--- Start Selected extract ---
# Bullet Katcher



## Sentry18 (Aug 5, 2012)

This is really interesting.


----------



## rhrobert (Apr 27, 2009)

Pretty cool, it's SAAB's Barracuda system rebranded


----------



## rhrobert (Apr 27, 2009)

I've been trying to find a price on those ceramic balls, to no avail. If I had a price, I'd know how big a room I could build/protect. Sent an email off, we'll see if they reply.


----------



## Sentry18 (Aug 5, 2012)

rhrobert said:


> I've been trying to find a price on those ceramic balls, to no avail. If I had a price, I'd know how big a room I could build/protect. Sent an email off, we'll see if they reply.


I know various manufactures make ceramic ball bearings of varying strengths. I wonder if those would work?


----------



## rhrobert (Apr 27, 2009)

Sentry18 said:


> I know various manufactures make ceramic ball bearings of varying strengths. I wonder if those would work?


I'll look into that and see if the composition is the same or similar


----------



## crabapple (Jan 1, 2012)

Is it cheater than 1/4 inch steel plate?
It will be less labor, more then likely?
Easier then moving plate steel around to install it in the walls.


----------



## Sentry18 (Aug 5, 2012)

crabapple said:


> Is it cheater than 1/4 inch steel plate?
> It will be less labor, more then likely?
> Easier then moving plate steel around to install it in the walls.


1/4" steel is not going to stop a rifle round, might not even stop handgun rounds like the 5.7x28mm.

I wonder if a mixture of ceramic balls, metal balls and say polymer balls would still get the job done?


----------



## crabapple (Jan 1, 2012)

I got safety training we used 1/4 steel targets, rounds shattered on impacted.
Why was that?


----------



## Sentry18 (Aug 5, 2012)

crabapple said:


> I got safety training we used 1/4 steel targets, rounds shattered on impacted.
> Why was that?


If they shattered they might have been frangible rounds or soft lead of some kind or training ammo. 1/8-1/4 steel plates are used for handgun training (shooting plates) and will stop most handgun rounds, but eventually the steel will soften and weaken from repeated impacts. They will also stop smaller rifle rounds for a time, but again the right bullet or load will still penetrate. Medium barrier penetrators like M855 (5.56mm steel core) might even penetrate 1/4" steel. A larger caliber rifle round, especially in .308 or larger, will poke holes right through 1/4" plate steel. For .308 you need 1/2" steel to reliably stop a bullet, unless that .308 is armor piecing and then you need a whole lot more.

Using steel for protection is best accomplished by layering it with other materials.


----------



## Sentry18 (Aug 5, 2012)

Caribou said:


> Ceramic body armor works by absorbing the energy of the bullet and having the fracturing of each plate distribute that energy through cracking.
--- End Selected extract ---
--- Start Source data ---
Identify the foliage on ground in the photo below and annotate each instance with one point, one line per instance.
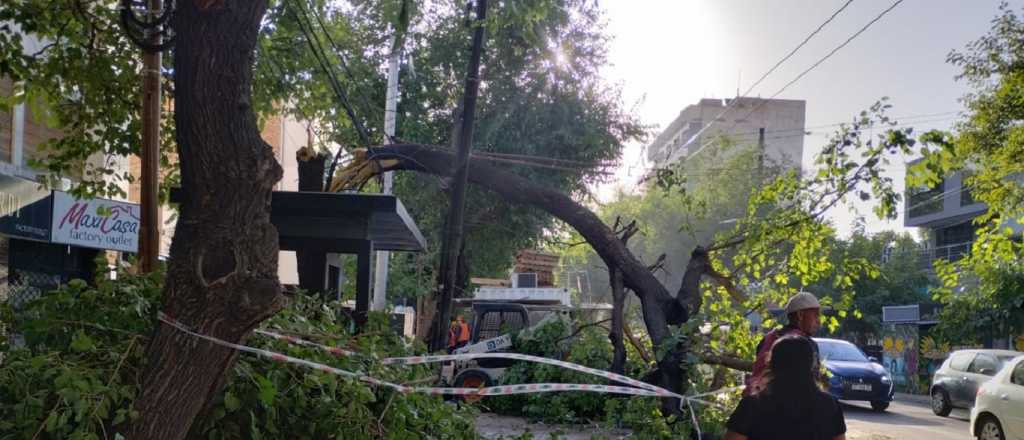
--- End Source data ---
-- What to produce --
For each statement below, say yes or no to whether it agrees with the Bullet Katcher thread, and quote the thread's deciding words.
1. According to the thread, 1/4" steel plate will reliably stop a .308 rifle round.
2. rhrobert sent an email while trying to find a price on the ceramic balls.
3. The thread says steel used for protection works best when layered with other materials.

-- Expected answer --
1. No: "For .308 you need 1/2" steel to reliably stop a bullet"
2. Yes: "Sent an email off, we'll see if they reply."
3. Yes: "Using steel for protection is best accomplished by layering it with other materials."